Texte à lire.

Ces deux sensations ont été très développées
dans les créations de nouveaux textiles, tels que les tissus thermorégulateurs
adoptés par de nombreux et célèbres stylistes comme Versace, Armani, Prada…
L’objet
n’échappe plus à la séduction tactile qu’il arbore sur son enveloppe. Le toucher
« soft » à base de matière caoutchouteuse remporte un franc succès sur les
téléphones, les agendas ou les stylos.
Le son
Malgré
l’éloignement du toucher et du son, on peut remarquer que ces deux sens sont
parfois associés.
En effet à
partir d’un son émit lors de la manipulation d’un objet, il est possible
d’identifier sa marque. Ce phénomène existe avec le « Zippo », qui, lorsqu’on
ouvre le clapet pour allumer la flamme, déclenche un « clac » caractéristique à
la marque. Ou encore « Harley Davidson », qui a déposé un brevet pour protéger
le son mythique de ses motos.
Le bruit est
un facteur supplémentaire pour rendre attractif un produit. Chez Renault, il n’y
a pas moins de 300 personnes qui travaillent sur le bruit. Les constructeurs
automobiles ont pris conscience de l’importance des sons émis par un véhicule.

Consignes.
A: Relevez tous les noms de stylistes, de marques et d'entreprises cités dans l'extrait sur le toucher et le son.
B: Résumez en trois phrases l'extrait sur le toucher et le son.
Les enregistrements ne jouent aucun rôle dans ce travail.

Extrait de données.
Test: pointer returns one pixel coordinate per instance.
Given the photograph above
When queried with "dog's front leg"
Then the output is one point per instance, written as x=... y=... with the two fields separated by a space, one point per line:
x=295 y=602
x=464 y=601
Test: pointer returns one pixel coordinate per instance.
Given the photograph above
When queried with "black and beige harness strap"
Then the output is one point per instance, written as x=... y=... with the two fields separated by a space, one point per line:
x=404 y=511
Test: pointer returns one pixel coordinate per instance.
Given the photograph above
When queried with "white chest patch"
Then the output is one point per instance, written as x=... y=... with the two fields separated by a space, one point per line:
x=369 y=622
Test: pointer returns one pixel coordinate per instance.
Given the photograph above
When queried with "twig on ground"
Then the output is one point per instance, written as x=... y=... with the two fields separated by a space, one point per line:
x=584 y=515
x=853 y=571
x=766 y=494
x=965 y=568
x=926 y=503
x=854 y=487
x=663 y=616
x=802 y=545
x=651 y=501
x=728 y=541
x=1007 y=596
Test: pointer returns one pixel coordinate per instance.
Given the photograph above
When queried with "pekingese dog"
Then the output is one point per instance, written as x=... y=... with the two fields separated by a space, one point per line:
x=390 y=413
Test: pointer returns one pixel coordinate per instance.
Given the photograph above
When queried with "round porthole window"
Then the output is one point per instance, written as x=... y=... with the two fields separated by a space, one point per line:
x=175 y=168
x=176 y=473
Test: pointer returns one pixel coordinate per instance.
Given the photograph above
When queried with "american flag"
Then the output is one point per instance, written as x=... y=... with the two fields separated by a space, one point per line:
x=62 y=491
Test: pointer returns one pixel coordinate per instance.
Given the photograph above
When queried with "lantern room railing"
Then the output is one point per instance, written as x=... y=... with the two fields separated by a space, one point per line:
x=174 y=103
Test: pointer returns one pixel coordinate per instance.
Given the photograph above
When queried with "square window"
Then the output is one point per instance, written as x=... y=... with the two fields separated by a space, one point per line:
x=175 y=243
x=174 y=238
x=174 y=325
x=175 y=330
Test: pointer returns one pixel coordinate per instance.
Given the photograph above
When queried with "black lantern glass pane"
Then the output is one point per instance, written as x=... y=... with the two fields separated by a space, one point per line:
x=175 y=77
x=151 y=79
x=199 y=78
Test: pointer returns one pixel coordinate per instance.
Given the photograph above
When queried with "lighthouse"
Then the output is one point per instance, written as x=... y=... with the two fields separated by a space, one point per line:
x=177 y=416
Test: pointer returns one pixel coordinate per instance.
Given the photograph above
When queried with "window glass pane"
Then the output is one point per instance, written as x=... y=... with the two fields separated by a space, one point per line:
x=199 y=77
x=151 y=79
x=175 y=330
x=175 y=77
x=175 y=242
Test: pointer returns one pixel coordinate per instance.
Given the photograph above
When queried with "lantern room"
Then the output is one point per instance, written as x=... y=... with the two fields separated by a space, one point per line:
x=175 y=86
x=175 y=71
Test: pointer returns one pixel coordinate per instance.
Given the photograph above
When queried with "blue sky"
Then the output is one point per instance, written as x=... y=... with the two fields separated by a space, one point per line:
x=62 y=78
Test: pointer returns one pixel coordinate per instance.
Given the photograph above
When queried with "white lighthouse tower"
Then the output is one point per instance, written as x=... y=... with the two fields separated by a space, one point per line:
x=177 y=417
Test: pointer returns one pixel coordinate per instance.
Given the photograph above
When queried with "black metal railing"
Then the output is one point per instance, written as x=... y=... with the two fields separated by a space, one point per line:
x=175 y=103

Corrigé.
A: Versace, Armani, Prada, Zippo, Harley Davidson, Renault

B: De nouveaux textiles, comme les tissus thermorégulateurs, ont été adoptés par de célèbres stylistes, et le toucher « soft » à base de matière caoutchouteuse connaît un franc succès sur les téléphones, les agendas ou les stylos. Le toucher et le son sont parfois associés, car le son émis lors de la manipulation d'un objet permet d'identifier sa marque, comme le « clac » du Zippo ou le son des motos Harley Davidson, protégé par un brevet. Le bruit rend aussi un produit plus attractif, et chez Renault, au moins 300 personnes travaillent sur le bruit, les constructeurs automobiles ayant pris conscience de l'importance des sons émis par un véhicule.